▶ Exercise task 1
Quote everything from "Quarter Wit, Quarter WisdomToday’s" down to "get no rings.)" in the combinatorics post below, word for word.

▶ Text provided
·····

Quarter Wit, Quarter Wisdom: Unfair Distributions in Combinatorics - Part II

Quarter Wit, Quarter WisdomToday’s post is a continuation of last week’s post and heavily refers back to it. I would suggest you to take a quick look at last week’s post again to make sense of this post. Let’s start with the variation question 1a we saw in the last post.

Question 1a: In how many ways can 5 different rings be worn in four particular fingers? (Some fingers may get more than one ring and some may get no rings.)

Solution: The first ring can be worn in 4 ways i.e. in any one of the four fingers. The second ring can be worn in 5 ways (it can go on any one of the four fingers and it can also go below the first ring so there are 5 distinct places for the second ring). The third ring can be worn in 6 ways (any one of the four fingers or below the second ring or below the first ring). The fourth ring can be worn in 7 ways (any one of the four fingers or below the third ring or below the second ring or below the first ring). The fifth ring can be worn in 8 ways (any one of the four fingers or below the fourth ring or below the third ring or below the second ring or below the first ring).

Total number of ways in which 5 different rings can be worn in 4 particular fingers = 4*5*6*7*8.

Compare this with question 1 of last post: In how many ways can 5 different fruits be distributed among four children?

The answer in this case was 4^5 = 4*4*4*4*4.

·····

▶ Provided data
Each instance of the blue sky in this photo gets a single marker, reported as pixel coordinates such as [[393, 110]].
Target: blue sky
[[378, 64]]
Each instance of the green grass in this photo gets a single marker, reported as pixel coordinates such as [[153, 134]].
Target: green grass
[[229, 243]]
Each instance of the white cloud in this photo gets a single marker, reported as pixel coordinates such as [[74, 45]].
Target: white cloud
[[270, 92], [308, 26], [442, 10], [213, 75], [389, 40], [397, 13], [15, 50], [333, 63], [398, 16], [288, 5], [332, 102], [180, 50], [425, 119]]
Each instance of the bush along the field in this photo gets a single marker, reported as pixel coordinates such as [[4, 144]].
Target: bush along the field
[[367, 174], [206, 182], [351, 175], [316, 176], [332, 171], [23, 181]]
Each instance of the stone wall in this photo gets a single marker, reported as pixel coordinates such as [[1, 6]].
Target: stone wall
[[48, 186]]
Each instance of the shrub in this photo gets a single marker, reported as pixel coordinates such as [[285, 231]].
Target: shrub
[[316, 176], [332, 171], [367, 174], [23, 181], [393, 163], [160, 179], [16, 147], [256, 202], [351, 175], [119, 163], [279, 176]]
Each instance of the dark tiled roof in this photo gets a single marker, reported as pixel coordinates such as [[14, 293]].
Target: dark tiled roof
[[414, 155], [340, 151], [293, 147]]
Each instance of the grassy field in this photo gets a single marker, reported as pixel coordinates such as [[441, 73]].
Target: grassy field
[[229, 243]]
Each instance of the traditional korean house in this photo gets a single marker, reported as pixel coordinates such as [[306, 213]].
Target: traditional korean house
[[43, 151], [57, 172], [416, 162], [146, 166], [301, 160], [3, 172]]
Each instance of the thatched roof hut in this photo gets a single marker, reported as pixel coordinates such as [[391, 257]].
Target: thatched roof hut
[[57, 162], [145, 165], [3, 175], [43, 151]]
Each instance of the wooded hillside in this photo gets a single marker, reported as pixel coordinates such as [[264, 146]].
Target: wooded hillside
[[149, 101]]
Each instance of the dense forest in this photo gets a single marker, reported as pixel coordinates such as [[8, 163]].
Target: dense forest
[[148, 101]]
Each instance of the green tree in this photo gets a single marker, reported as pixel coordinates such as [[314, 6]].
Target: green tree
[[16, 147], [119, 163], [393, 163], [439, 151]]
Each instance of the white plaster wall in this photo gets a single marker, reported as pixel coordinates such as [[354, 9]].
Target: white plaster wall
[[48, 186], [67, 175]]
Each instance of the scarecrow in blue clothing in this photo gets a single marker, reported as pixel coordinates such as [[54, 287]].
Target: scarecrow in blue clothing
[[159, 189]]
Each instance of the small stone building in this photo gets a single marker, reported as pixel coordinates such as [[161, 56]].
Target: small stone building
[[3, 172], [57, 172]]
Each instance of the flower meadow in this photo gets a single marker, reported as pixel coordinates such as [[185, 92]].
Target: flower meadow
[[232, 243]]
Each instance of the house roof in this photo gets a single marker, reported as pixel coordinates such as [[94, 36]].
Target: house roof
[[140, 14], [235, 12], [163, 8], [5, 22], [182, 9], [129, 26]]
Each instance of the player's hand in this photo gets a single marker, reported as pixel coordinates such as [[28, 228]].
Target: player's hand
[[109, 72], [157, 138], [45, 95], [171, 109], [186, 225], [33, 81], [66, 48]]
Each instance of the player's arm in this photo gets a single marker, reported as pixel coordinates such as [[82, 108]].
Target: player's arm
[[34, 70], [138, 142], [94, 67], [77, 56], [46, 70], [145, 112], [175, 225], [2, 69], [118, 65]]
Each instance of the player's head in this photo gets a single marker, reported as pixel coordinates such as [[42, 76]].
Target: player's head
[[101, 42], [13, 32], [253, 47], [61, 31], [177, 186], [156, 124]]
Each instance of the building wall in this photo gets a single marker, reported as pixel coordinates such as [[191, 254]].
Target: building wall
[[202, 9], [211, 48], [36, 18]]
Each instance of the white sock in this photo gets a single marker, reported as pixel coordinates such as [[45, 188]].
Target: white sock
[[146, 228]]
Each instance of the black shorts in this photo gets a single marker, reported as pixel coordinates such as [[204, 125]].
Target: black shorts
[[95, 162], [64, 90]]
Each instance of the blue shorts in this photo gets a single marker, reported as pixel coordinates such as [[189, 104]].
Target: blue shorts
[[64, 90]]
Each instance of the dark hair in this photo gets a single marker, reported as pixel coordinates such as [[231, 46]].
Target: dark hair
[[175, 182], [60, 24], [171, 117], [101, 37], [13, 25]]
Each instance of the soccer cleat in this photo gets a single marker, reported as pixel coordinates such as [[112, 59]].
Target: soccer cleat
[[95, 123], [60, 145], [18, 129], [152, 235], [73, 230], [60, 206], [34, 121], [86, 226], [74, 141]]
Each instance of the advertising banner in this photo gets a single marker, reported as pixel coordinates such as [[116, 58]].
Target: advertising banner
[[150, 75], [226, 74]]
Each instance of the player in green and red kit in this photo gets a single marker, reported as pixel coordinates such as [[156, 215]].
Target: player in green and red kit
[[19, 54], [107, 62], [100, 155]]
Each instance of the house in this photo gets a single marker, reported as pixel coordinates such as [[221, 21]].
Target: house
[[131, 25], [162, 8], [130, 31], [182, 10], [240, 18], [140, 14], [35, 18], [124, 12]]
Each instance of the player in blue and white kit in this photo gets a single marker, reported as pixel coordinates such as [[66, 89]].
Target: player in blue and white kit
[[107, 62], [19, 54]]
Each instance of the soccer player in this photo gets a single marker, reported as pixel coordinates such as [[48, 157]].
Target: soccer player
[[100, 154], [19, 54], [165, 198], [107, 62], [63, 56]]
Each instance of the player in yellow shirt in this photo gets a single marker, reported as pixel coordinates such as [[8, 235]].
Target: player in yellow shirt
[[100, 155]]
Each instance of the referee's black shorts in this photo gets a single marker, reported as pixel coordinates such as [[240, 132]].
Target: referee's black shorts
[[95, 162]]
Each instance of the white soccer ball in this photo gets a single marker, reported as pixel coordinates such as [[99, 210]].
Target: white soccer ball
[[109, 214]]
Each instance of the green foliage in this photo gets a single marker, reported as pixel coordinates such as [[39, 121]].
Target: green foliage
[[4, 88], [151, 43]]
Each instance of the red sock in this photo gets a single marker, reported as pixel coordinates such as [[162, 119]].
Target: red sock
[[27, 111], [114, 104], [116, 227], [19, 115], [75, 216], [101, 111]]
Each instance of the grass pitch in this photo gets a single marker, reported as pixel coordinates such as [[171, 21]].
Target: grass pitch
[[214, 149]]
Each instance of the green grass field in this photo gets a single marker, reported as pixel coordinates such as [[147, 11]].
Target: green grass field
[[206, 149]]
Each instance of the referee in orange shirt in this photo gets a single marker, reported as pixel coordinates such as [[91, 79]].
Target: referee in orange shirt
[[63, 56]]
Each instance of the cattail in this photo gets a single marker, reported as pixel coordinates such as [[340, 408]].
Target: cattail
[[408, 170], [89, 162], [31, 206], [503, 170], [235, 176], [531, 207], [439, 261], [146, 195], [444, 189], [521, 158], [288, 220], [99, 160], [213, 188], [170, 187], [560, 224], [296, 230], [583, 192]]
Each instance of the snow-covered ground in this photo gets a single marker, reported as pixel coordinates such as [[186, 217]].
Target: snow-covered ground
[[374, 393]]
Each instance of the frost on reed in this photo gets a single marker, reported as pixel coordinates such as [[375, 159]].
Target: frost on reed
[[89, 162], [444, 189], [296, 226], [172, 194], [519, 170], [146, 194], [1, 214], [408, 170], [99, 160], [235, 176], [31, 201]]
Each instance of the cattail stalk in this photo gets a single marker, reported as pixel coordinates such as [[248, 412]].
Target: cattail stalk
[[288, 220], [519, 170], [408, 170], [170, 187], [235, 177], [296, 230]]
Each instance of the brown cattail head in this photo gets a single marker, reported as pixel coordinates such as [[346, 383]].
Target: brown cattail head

·····

▶ Exercise task 2
Can you print everything in the entries above, from the line containing "Each instance of the player in green" down to the line containing "[[19, 54], [107, 62], [100, 155]]", with both of those lines included and nothing else?

▶ Final answer 1
Quarter Wit, Quarter WisdomToday’s post is a continuation of last week’s post and heavily refers back to it. I would suggest you to take a quick look at last week’s post again to make sense of this post. Let’s start with the variation question 1a we saw in the last post.

Question 1a: In how many ways can 5 different rings be worn in four particular fingers? (Some fingers may get more than one ring and some may get no rings.)

▶ Final answer 2
Each instance of the player in green and red kit in this photo gets a single marker, reported as pixel coordinates such as [[156, 215]].
Target: player in green and red kit
[[19, 54], [107, 62], [100, 155]]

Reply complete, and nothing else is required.